_GIVEN INSTRUCTION_: Copy exactly, and only, the lines from the line containing "Practice. Spot the sneaker" through the last line of the records below, both included.

[Position annotation records]
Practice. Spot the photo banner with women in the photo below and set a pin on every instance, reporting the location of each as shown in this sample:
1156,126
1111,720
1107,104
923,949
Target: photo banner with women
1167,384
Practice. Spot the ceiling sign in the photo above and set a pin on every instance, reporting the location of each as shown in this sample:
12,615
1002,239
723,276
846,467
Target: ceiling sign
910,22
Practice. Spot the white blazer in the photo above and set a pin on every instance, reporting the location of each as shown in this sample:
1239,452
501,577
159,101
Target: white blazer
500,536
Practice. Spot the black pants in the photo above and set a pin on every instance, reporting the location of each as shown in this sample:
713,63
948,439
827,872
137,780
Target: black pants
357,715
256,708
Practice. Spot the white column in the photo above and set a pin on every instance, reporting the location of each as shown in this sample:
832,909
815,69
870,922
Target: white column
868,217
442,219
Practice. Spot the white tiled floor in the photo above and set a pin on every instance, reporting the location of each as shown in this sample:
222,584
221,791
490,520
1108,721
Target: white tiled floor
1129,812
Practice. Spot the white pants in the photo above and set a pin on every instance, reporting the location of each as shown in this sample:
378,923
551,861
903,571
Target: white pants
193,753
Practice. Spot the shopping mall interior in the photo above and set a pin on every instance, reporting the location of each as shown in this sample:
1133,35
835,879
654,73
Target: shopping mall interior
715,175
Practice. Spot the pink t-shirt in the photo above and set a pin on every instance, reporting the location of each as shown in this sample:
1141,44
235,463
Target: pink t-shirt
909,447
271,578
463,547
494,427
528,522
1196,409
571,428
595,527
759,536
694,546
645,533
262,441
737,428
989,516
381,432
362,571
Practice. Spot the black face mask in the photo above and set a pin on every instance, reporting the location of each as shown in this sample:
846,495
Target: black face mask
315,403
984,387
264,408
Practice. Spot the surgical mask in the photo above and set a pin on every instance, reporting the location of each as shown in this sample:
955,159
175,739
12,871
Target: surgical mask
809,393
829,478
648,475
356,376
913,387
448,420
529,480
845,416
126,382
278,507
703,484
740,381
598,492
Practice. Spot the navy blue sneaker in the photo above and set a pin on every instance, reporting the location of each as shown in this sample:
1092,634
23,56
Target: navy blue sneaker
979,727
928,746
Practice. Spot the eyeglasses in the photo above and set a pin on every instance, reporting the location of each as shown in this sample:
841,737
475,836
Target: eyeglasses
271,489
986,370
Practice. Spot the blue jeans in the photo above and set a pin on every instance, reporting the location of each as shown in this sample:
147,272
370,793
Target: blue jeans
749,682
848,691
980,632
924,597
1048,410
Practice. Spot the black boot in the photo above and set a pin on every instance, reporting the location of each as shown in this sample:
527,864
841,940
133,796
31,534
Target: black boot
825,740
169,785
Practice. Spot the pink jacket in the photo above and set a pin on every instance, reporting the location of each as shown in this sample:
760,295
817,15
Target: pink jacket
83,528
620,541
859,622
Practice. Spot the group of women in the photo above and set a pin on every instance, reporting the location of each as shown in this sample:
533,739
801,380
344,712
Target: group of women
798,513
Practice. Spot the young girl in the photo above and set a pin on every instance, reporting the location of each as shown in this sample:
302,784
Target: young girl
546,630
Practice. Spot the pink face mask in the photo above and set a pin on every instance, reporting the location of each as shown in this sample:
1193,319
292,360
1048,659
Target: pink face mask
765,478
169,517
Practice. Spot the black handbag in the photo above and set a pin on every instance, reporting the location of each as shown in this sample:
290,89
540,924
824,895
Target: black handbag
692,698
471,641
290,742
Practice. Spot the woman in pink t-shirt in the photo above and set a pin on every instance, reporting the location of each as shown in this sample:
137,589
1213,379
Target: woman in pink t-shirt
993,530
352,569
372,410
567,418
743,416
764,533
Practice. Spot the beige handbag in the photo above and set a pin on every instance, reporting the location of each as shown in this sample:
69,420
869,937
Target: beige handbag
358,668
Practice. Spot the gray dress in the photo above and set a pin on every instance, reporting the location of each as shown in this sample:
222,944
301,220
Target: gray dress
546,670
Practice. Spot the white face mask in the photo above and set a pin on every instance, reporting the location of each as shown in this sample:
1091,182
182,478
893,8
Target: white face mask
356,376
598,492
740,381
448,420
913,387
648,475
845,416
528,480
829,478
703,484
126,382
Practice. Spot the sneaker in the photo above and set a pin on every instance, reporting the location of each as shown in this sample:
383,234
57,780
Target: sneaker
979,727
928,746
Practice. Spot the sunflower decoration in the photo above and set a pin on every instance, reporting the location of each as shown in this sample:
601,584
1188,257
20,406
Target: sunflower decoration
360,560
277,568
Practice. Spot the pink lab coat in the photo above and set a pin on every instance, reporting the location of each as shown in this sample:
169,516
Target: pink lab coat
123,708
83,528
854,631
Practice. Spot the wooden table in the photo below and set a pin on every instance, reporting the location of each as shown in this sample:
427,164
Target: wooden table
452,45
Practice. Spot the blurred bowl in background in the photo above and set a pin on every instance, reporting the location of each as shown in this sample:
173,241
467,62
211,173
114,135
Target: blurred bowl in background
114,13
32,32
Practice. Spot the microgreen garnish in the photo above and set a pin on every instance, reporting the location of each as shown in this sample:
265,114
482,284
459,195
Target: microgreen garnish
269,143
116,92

_EXERCISE RESULT_:
Practice. Spot the sneaker in the photo above and set a pin on every instance, reporting the location of each as shown in this sample:
383,234
57,780
Target: sneaker
979,727
928,746
Practice. Spot the sunflower decoration in the photo above and set a pin on every instance, reporting the location of each as shown in this sample:
601,584
1188,257
20,406
Target: sunflower decoration
360,560
277,568
Practice. Spot the pink lab coat in the photo above and set a pin on every instance, reporting the location of each as shown in this sample:
169,516
Target: pink lab coat
123,708
83,528
854,631
Practice. Spot the wooden table in the photo below and set a pin on every instance, reporting the location of each as shown in this sample:
427,164
Target: wooden table
452,45
Practice. Spot the blurred bowl in background in the photo above and set a pin on every instance, reporting the location of each as shown in this sample:
173,241
467,62
211,173
114,135
Target: blurred bowl in background
114,13
32,32
Practice. Spot the microgreen garnish in the photo above and set a pin on every instance, reporting the location of each as shown in this sample:
265,114
482,284
459,195
Target: microgreen garnish
269,143
116,92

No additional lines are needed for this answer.